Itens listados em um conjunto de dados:
....
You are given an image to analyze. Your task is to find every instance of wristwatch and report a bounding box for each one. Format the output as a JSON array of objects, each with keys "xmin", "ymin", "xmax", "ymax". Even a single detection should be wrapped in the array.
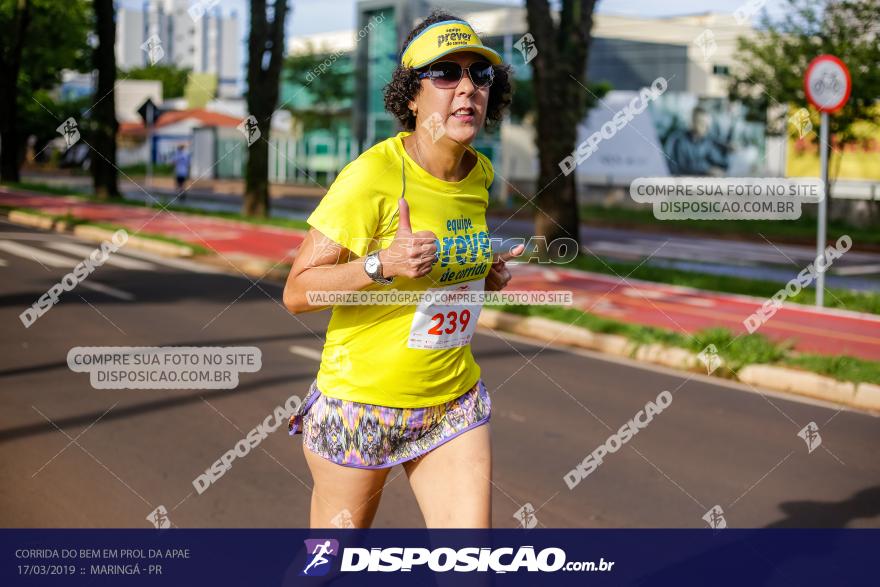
[{"xmin": 364, "ymin": 251, "xmax": 394, "ymax": 285}]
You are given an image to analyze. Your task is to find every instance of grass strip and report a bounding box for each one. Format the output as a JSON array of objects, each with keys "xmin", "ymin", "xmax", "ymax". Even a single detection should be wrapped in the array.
[{"xmin": 486, "ymin": 305, "xmax": 880, "ymax": 384}]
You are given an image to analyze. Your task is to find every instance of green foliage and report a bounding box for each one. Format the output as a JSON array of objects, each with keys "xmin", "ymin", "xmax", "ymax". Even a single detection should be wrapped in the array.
[
  {"xmin": 119, "ymin": 63, "xmax": 190, "ymax": 100},
  {"xmin": 0, "ymin": 0, "xmax": 93, "ymax": 93},
  {"xmin": 729, "ymin": 0, "xmax": 880, "ymax": 144},
  {"xmin": 284, "ymin": 45, "xmax": 354, "ymax": 132}
]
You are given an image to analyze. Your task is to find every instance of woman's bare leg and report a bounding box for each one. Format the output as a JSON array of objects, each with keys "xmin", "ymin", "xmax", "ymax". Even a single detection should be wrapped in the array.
[
  {"xmin": 403, "ymin": 424, "xmax": 492, "ymax": 528},
  {"xmin": 303, "ymin": 444, "xmax": 390, "ymax": 528}
]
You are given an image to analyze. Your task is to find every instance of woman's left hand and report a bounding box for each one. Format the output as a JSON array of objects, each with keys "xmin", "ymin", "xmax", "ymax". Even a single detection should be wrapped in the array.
[{"xmin": 485, "ymin": 245, "xmax": 526, "ymax": 291}]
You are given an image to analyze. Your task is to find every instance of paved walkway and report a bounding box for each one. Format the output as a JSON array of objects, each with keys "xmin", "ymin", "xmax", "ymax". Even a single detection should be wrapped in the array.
[{"xmin": 0, "ymin": 188, "xmax": 880, "ymax": 360}]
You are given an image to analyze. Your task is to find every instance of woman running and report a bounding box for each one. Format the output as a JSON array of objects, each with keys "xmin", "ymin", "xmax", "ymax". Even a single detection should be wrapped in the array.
[{"xmin": 284, "ymin": 12, "xmax": 523, "ymax": 528}]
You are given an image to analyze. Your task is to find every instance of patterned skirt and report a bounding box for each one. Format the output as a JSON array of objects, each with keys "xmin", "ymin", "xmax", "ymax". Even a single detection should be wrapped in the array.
[{"xmin": 288, "ymin": 380, "xmax": 492, "ymax": 469}]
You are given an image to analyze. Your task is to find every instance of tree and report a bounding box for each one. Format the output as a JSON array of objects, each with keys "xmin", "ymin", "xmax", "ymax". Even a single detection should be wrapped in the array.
[
  {"xmin": 242, "ymin": 0, "xmax": 287, "ymax": 217},
  {"xmin": 729, "ymin": 0, "xmax": 880, "ymax": 204},
  {"xmin": 0, "ymin": 0, "xmax": 90, "ymax": 182},
  {"xmin": 89, "ymin": 0, "xmax": 119, "ymax": 199},
  {"xmin": 119, "ymin": 63, "xmax": 190, "ymax": 100},
  {"xmin": 526, "ymin": 0, "xmax": 596, "ymax": 254},
  {"xmin": 284, "ymin": 45, "xmax": 354, "ymax": 132}
]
....
Reescreva por inteiro todas as linhas que vão da que contém "instance of patterned" até o fim dos itens, incluindo as duas pontas. Nas respostas, redimensione as caixas delimitadoras multiplicando cada coordenada por 1,5 e arredondando para o número inteiro mais próximo, com metades para cima.

You are given an image to analyze. Your task is to find every instance of patterned skirt and report a bounding box for each one. Format the output as a JSON array of objects, each with keys "xmin", "ymin", "xmax", "ymax". Even a single detection should be wrapped in the array.
[{"xmin": 432, "ymin": 570, "xmax": 738, "ymax": 704}]
You are given an image to analyze. Your task is to find every instance of tree and report a bounding box for each one. Format the output as a JSON array of objects, each with keys "xmin", "ymin", "xmax", "ymax". Even a single detection should be wrapped in the array.
[
  {"xmin": 363, "ymin": 0, "xmax": 431, "ymax": 326},
  {"xmin": 1094, "ymin": 0, "xmax": 1320, "ymax": 306},
  {"xmin": 0, "ymin": 0, "xmax": 135, "ymax": 273},
  {"xmin": 134, "ymin": 0, "xmax": 179, "ymax": 299},
  {"xmin": 179, "ymin": 95, "xmax": 285, "ymax": 150},
  {"xmin": 789, "ymin": 0, "xmax": 894, "ymax": 381},
  {"xmin": 426, "ymin": 68, "xmax": 531, "ymax": 198}
]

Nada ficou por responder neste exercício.